START Source

How Christmas Trees Became a Popular Tradition

Christmas tree in 1836

Light & Horton/Public


The husband of Queen Victoria, Prince Albert, gets the credit for making Christmas trees fashionable, as he famously set one up in Windsor Castle in the late 1840s. Yet there are reports of Christmas trees appearing in the United States years before the royal Christmas tree made a splash in American magazines.

One classic yarn is that Hessian soldiers had been celebrating around a Christmas tree when George Washington caught them by surprise at the battle of Trenton.

The Continental Army did cross the Delaware River to surprise the Hessians on Christmas night 1776, but there is no documentation of a Christmas tree having been present.

Another story is that a Hessian soldier who happened to be in Connecticut set up America's first Christmas tree in 1777. While that's accepted local lore in Connecticut, there also doesn't seem to be any documentation of the story.

A German Immigrant and His Ohio Christmas Tree

In the late 1800s a story circulated that a German immigrant, August Imgard, had set up the first American Christmas tree in Wooster, Ohio, in 1847. The story of Imgard appeared often in newspapers as a holiday feature. The basic version of the tale was that Imgard, after arriving in America, was homesick at Christmas. So he cut down the top of a spruce tree, brought it indoors, and decorated it with handmade paper ornaments and small candles.

END Source

Tasks:
• 1. Answer these about the Christmas tree article:
(a) Where did Prince Albert set up a Christmas tree in the late 1840s?
(b) Which river did the Continental Army cross on Christmas night 1776?
(c) In what town did August Imgard reportedly set up a Christmas tree in 1847?
• 2. Can you print the part of the Christmas tree article that starts with "The husband of" and goes on through "battle of Trenton."?

START Records provided

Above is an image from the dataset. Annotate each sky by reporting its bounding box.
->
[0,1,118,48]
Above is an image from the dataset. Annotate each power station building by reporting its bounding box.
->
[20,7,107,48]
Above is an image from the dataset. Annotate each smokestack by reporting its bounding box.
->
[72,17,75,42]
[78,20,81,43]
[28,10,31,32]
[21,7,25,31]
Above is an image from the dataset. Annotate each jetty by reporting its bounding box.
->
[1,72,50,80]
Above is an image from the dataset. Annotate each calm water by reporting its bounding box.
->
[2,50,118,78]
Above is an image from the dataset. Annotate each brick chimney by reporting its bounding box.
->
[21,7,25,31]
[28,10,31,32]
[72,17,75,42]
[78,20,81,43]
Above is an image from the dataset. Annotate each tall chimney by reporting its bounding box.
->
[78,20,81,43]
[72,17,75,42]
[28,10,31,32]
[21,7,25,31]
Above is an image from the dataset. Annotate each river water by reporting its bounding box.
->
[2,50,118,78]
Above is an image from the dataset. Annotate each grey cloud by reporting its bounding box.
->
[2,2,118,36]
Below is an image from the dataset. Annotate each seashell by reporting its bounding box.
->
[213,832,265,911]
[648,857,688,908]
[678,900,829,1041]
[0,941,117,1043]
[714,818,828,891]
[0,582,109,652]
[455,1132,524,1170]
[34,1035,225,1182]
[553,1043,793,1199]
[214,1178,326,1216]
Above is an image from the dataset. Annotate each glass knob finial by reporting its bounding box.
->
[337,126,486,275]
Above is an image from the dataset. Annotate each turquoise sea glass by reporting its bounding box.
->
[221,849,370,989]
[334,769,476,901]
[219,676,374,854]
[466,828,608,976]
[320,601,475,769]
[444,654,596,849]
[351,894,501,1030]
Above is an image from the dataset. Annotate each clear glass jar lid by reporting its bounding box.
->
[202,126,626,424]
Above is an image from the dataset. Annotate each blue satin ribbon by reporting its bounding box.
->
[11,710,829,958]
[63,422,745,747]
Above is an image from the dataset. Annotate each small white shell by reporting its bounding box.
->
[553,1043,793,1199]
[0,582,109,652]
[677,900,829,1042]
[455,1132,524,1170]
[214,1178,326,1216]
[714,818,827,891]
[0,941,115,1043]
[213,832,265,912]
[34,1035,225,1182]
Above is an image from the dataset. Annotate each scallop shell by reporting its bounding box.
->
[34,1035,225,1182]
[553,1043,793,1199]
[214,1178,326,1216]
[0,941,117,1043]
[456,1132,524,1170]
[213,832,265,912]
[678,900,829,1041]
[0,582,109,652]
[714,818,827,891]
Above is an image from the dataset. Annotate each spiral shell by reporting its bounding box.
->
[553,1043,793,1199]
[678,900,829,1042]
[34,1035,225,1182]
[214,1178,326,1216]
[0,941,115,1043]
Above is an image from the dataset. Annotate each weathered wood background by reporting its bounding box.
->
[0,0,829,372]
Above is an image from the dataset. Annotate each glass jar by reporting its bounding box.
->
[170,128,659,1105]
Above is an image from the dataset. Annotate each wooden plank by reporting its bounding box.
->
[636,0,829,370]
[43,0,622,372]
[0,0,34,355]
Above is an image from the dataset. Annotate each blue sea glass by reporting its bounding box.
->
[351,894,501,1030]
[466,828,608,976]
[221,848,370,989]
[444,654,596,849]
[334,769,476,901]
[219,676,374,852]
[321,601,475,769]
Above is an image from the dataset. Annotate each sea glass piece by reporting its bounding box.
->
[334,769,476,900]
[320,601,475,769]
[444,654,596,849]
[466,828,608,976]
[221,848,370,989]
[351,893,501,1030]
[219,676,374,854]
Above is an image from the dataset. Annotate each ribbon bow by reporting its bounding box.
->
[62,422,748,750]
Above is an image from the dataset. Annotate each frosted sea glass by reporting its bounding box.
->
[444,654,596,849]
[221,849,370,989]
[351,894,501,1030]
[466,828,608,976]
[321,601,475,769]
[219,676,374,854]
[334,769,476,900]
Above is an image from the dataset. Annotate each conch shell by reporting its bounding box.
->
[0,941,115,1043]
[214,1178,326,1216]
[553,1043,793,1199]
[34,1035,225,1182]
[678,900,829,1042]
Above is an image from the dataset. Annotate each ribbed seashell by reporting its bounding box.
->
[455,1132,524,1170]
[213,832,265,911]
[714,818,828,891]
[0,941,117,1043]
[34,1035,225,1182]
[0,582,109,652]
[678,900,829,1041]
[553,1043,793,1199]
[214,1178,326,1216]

END Records provided

The answers:
• 1.
(a) Windsor Castle
(b) The Delaware River
(c) Wooster, Ohio

• 2.
The husband of Queen Victoria, Prince Albert, gets the credit for making Christmas trees fashionable, as he famously set one up in Windsor Castle in the late 1840s. Yet there are reports of Christmas trees appearing in the United States years before the royal Christmas tree made a splash in American magazines.

One classic yarn is that Hessian soldiers had been celebrating around a Christmas tree when George Washington caught them by surprise at the battle of Trenton.